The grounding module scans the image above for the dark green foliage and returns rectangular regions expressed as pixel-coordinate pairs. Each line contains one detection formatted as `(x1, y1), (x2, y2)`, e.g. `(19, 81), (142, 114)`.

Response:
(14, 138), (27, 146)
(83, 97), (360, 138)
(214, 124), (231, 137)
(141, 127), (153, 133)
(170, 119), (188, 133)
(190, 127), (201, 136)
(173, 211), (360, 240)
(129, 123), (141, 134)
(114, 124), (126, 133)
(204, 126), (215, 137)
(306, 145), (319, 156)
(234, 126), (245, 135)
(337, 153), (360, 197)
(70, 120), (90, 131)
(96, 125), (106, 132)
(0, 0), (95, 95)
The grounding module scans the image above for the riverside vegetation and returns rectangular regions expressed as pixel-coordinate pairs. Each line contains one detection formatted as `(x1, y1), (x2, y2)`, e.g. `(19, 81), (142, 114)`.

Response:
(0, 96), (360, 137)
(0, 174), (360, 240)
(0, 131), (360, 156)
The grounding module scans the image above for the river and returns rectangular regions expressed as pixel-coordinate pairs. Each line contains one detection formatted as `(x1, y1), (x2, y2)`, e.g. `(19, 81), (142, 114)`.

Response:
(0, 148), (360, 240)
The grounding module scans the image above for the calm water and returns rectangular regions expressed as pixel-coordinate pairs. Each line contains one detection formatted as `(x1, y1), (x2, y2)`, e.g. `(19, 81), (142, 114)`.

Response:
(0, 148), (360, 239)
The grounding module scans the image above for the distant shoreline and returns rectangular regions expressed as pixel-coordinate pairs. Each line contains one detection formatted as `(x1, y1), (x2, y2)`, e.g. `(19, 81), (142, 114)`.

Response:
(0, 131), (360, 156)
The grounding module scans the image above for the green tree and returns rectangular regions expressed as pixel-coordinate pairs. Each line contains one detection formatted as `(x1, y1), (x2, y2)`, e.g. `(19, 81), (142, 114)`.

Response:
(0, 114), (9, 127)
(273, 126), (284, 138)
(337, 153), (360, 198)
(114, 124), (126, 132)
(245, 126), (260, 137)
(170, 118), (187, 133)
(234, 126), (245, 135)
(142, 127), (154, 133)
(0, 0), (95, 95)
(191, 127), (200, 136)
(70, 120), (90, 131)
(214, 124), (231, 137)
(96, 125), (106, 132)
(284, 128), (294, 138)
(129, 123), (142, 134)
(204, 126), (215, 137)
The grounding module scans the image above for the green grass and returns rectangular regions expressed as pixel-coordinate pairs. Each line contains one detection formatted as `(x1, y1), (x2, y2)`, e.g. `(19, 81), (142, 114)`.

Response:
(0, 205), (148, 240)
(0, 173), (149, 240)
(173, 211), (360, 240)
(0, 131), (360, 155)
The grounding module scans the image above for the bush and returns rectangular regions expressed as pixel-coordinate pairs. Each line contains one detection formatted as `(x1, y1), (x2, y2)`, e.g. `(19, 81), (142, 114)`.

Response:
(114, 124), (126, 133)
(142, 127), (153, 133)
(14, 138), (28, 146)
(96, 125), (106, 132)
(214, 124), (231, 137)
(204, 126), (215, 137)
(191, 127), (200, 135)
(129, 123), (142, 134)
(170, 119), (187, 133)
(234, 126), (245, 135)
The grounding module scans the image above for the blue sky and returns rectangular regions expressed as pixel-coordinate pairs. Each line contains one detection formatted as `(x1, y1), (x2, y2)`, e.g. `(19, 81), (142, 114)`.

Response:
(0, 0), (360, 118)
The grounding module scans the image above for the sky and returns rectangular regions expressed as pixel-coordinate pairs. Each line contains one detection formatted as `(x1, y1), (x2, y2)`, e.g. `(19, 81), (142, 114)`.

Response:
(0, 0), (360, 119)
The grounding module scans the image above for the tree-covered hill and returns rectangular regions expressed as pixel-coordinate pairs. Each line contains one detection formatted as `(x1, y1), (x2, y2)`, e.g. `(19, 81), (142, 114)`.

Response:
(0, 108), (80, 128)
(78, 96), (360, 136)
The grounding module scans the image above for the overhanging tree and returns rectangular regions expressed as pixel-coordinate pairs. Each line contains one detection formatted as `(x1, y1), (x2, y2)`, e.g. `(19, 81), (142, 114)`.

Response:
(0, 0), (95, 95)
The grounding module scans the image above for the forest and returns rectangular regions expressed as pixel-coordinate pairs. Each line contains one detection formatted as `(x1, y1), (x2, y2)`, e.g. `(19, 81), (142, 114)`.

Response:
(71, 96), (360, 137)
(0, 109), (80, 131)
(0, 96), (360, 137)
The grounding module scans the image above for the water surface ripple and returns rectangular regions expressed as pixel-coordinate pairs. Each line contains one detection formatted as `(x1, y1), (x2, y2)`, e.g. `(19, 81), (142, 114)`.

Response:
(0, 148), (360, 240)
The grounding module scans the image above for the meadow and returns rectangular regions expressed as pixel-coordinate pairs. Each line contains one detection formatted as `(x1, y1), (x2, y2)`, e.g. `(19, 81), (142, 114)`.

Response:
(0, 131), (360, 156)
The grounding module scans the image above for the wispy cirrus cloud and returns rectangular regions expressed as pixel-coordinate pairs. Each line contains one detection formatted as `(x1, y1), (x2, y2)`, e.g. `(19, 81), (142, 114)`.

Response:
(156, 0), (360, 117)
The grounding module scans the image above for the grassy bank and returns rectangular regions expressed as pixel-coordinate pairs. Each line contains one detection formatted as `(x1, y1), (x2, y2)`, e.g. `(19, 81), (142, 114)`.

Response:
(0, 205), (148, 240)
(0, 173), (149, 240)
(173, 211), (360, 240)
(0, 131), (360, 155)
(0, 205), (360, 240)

_ _ _ _ _

• REQUEST:
Could you write out again the part of the records that opens with the line containing "The grounding module scans the image above for the grassy" and runs to the end of the records, request text included, with every coordinate in the answers shifted up by 84 and the sample coordinates in the request left unchanged?

• ANSWER TO THIS PROBLEM:
The grounding module scans the image above for the grassy bank and returns rectangular regions expressed as pixel-coordinate pairs. Each line contains one detection formatted as `(x1, y1), (x2, y2)`, e.g. `(19, 81), (142, 114)`.

Response:
(84, 289), (232, 324)
(84, 257), (233, 324)
(257, 295), (444, 324)
(84, 215), (444, 239)
(84, 289), (444, 324)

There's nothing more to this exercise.